→ **Sunulan Metin**

......

Geçenlerde izlediğim bir belgesel Afrika köpeklerini gösteriyordu. Hareketleri yavaş olmasına rağmen ısrarla İmpala sürülerini kovalıyor, aradan yarma hareketiyle sürüyü 7-8 parçaya bölüyorlar, güçsüz olanlarından başlamak suretiyle kırım yaparak imha ediyorlardı.
    Doyuyorlar, kalanlarını leş kargaları, küçük küçük kuşlar ve değişik yaratıklar yiyordu.
    Acaba dedim. Afganistan gerçeğinin sömürülme taktiği bumu?  Bu belgeseli Birleşmiş Milletler çatısı altında faaliyet gösteriyoruz diye farklı emellerle orda bulunan Amerika, Rusya, İngiltere ve yardakçısı asalak ülkeler daha önce seyrederek, sömürme taktiğini onlardan mı öğrendi ki. Çünkü dünyanın en fakir ve en savunmasız insanlarının yaşadığı impala sürüleri gibi garip ve savunmasız bu ülkeye aynen Afrika köpekleri gibi saldırılıyordu.

......

→ **Alıştırma Yönergesi**
Lütfen Afrika köpekleri belgeseliyle Afganistan'ı karşılaştıran yazıyı, son cümlesinden sonra gelecek şekilde sürdürün.

→ **Verilen Veriler**
......

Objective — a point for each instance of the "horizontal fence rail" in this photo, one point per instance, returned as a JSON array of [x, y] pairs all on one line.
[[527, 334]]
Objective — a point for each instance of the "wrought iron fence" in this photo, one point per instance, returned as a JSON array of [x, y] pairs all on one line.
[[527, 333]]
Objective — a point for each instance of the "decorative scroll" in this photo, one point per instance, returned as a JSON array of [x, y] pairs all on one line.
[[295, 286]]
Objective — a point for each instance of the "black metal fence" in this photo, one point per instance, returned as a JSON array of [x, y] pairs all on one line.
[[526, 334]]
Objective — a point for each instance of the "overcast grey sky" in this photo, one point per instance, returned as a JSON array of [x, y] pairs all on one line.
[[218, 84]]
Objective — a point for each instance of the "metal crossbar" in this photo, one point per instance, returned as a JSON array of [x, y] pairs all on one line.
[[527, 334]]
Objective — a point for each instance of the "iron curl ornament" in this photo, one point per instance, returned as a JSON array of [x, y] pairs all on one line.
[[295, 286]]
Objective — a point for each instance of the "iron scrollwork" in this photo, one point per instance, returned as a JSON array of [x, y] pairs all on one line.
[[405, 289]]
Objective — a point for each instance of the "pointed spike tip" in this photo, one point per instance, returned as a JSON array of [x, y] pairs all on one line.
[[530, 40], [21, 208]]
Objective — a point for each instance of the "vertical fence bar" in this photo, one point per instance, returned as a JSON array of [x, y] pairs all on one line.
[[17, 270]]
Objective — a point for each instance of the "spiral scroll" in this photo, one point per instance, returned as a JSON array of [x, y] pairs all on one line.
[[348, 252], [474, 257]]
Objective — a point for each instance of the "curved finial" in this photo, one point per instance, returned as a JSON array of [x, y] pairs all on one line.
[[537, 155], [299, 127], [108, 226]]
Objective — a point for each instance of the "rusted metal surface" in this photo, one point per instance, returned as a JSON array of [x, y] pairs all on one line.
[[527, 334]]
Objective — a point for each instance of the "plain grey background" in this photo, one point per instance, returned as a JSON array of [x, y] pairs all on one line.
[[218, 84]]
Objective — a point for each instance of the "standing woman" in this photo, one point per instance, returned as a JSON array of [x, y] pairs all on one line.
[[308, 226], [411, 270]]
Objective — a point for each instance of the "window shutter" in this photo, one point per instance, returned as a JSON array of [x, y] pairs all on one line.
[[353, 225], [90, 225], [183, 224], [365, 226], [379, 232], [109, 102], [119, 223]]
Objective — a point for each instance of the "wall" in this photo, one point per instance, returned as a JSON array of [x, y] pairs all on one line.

......

→ **Yazılı Yanıt**
        Kocaman bir Türk coğrafyası olduğu ne kadar da belli o zavallı mekanların. Doğası, insanları ne kadar sıcak geliyor ruhumuza.. Ama bir bakıyorsun içinde hingilim atan farklı farklı şarlatanlar, imansızlar, asalaklar, kan emiciler, fırsatçılar…
        Biri dinden vuruyor, biri gemden… Biri gavur, biri garip, Biri güçlü biri kimsesiz. Zavallı ülke bölge bölge bölünmüş, beyinlerinde bir gram bilgisi olmayan beceriksiz komutanlar, bölgesel yöneticiler, diplomasi bilgisi yok, kimle savaştıklarından habersiz, fitne ülkelerin bölücü propagandalarına hemen alet olan ve keklik gibi avlanan dindaşlarımız, soydaşlarımız. Ve hatta birbirlerinin arasında yaratılan husumetlerle horoz gibi döğüştürülen gruplar. Her şey, her kaos keferelerin lehine. İçimizle, dışımızla kan ağlıyoruz, kan…
        Neresinde ne maden, ne zenginlik var sürekli vahşi ülkelere akıyor..
    Duvar gibi burkaların içinde dünyaya delikten bakan kadınlar, dinimizi bilmeden sofulaşmış bağnazlar, yardım için yılana sarılan çaresizler..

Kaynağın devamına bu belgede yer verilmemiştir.